■ **TO BE DONE**
Quote the entries that follow exactly, leaving none out.

(Pointing records)
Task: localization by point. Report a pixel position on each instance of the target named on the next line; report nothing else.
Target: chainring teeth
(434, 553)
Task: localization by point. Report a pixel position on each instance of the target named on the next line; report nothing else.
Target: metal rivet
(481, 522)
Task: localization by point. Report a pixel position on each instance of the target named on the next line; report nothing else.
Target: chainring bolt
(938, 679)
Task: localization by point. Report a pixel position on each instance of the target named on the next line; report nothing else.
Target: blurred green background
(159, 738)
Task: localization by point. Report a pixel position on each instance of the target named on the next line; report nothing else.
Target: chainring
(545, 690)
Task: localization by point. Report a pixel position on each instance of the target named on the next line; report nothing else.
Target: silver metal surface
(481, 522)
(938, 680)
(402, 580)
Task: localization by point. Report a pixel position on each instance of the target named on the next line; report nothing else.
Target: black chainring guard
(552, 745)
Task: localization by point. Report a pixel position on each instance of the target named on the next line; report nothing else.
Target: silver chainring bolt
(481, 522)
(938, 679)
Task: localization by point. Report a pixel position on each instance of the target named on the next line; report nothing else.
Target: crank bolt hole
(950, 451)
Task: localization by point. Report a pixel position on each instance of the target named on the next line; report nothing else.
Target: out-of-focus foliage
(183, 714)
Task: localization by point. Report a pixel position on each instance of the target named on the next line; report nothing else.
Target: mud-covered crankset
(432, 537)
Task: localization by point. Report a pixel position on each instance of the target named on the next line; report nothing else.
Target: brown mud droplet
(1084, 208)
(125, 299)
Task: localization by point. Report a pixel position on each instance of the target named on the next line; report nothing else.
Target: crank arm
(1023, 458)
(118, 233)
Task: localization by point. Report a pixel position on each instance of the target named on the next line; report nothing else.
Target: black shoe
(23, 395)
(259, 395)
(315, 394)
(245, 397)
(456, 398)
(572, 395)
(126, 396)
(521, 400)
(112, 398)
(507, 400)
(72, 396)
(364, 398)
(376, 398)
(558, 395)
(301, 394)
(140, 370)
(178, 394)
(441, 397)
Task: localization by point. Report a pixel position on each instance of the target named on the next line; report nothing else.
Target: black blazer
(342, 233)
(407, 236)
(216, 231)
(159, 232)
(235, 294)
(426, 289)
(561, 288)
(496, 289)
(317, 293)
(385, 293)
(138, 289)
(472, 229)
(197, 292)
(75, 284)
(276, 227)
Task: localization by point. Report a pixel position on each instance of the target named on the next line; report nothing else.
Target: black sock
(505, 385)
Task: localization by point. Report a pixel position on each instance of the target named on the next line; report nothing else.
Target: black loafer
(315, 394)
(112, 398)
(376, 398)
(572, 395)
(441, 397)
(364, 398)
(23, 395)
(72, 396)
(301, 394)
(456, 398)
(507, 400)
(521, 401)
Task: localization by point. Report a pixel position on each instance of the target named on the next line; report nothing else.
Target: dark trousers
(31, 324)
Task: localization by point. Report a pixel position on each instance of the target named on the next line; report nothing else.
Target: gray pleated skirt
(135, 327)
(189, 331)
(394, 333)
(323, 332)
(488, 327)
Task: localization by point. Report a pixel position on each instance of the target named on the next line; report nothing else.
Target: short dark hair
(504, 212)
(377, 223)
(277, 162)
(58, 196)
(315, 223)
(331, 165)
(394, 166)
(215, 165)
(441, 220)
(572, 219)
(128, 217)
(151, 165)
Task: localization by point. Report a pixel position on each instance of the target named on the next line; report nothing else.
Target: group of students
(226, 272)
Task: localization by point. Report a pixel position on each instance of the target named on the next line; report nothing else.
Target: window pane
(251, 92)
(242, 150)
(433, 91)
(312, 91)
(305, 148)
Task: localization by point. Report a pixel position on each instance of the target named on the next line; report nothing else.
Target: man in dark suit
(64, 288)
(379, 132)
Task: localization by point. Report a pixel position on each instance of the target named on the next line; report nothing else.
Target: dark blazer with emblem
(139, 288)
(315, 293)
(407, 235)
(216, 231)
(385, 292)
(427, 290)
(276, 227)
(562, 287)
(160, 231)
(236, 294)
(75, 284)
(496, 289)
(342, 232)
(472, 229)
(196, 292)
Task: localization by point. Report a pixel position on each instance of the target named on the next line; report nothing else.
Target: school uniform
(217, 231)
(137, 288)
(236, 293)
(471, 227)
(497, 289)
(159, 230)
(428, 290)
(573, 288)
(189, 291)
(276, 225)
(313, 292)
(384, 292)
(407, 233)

■ **ANSWER TO THIS TASK**
Task: localization by point. Report a pixel position on each instance of the target named on the next line; report nothing else.
Target: chainring teeth
(434, 553)
Task: localization by point. Report a pixel position on each instance of the target named on the next line; report nothing else.
Target: metal rivet
(481, 522)
Task: localization by point. Report a pixel position on each instance of the target named on the next line; report nothing else.
Target: chainring bolt
(938, 679)
Task: localization by point. Report a pixel position on each instance of the target named on the next line; report nothing else.
Target: blurred green background
(159, 738)
Task: localization by point. Report a pixel position on each instance of the target named on the next line; report nothing else.
Target: chainring
(545, 690)
Task: localization by point. Report a pixel position on each instance of the target named on the next line; report nothing else.
Target: silver metal surface
(481, 522)
(938, 680)
(402, 580)
Task: localization by point. Report a pixel position on each instance of the target named on the next line; report nothing else.
Target: black chainring guard
(552, 745)
Task: localization by point. Report a pixel position on each instance of the target named on the next line; report nothing else.
Target: silver chainring bolt
(481, 522)
(938, 679)
Task: localization by point. Report a pixel position on each instance of the target named on the next line; report nothing else.
Target: crank bolt hole
(950, 451)
Task: localization by point. Report a pixel position on each instance of the target named on the next line; report nothing else.
Target: out-of-focus foliage
(183, 714)
Task: localization by point. Report a pixel position on each instance of the target named on the next line; report nothing else.
Target: mud-covered crankset
(432, 537)
Task: localization by point. Report a pixel position on each instance of the target named on the next line; report nothing else.
Target: brown mud droplet
(1084, 208)
(125, 299)
Task: localization by point. Report a pixel position on each instance of the target named on the next line; report nothing else.
Target: crank arm
(1023, 458)
(118, 233)
Task: localization by point. Report a pixel position on each instance of the target named on the next line; report nothing else.
Target: black shoe
(23, 395)
(259, 395)
(315, 394)
(245, 397)
(456, 398)
(572, 395)
(126, 396)
(521, 400)
(112, 398)
(507, 400)
(72, 396)
(364, 398)
(376, 398)
(558, 395)
(301, 394)
(140, 370)
(178, 394)
(441, 397)
Task: localization by point. Report a pixel position on each instance of the target named on the next line; report nothing else.
Target: black blazer
(342, 233)
(407, 236)
(216, 231)
(159, 232)
(235, 294)
(426, 289)
(561, 288)
(496, 289)
(317, 293)
(385, 293)
(138, 289)
(472, 229)
(197, 292)
(75, 284)
(276, 227)
Task: localization by point. Report a pixel position on each instance of the target named on the next line; report nothing else.
Target: black sock
(505, 385)
Task: localization by point. Report a pixel position on each instance of the target named on the next line; report nothing else.
Target: black loafer
(315, 394)
(112, 398)
(376, 398)
(572, 395)
(441, 397)
(364, 398)
(23, 395)
(72, 396)
(301, 394)
(456, 398)
(507, 400)
(521, 401)
Task: localization by point. Report a pixel position on each instance of the target named on the next line; report nothing else.
Target: dark trousers
(31, 324)
Task: localization by point. Report a pixel position on each instance of the target named on the next line; report nothing else.
Target: gray pleated skirt
(135, 327)
(189, 331)
(394, 333)
(323, 332)
(488, 327)
Task: localization by point. Report a pixel position on each instance of the target named on the next line; report nothing else.
Target: short dark hair
(504, 212)
(377, 223)
(277, 162)
(58, 196)
(315, 223)
(331, 165)
(394, 166)
(215, 165)
(441, 220)
(572, 219)
(128, 217)
(151, 165)
Task: localization by point. Report a pixel position on each instance of the target named on the next line; report nothing else.
Target: group of students
(226, 272)
Task: localization by point. Report a pixel position on each instance of the target named on the next line; report nothing else.
Target: window pane
(251, 92)
(242, 150)
(433, 91)
(312, 91)
(305, 148)
Task: localization by point. Report a pixel position on each instance of the target named on the next line; report nothing else.
Target: man in dark suit
(64, 288)
(379, 132)
Task: localization by point. Report a pixel position on each instance of the target named on the next line; report nothing else.
Target: dark blazer with emblem
(139, 288)
(315, 293)
(407, 235)
(216, 231)
(385, 292)
(427, 290)
(276, 227)
(562, 287)
(160, 231)
(236, 294)
(75, 284)
(496, 289)
(342, 232)
(472, 229)
(196, 292)
Task: localization by point. Report a pixel position on each instance of the target named on the next line; report nothing else.
Target: school uniform
(217, 231)
(137, 288)
(236, 293)
(471, 227)
(497, 289)
(159, 230)
(428, 290)
(573, 288)
(189, 291)
(276, 225)
(313, 292)
(384, 292)
(407, 233)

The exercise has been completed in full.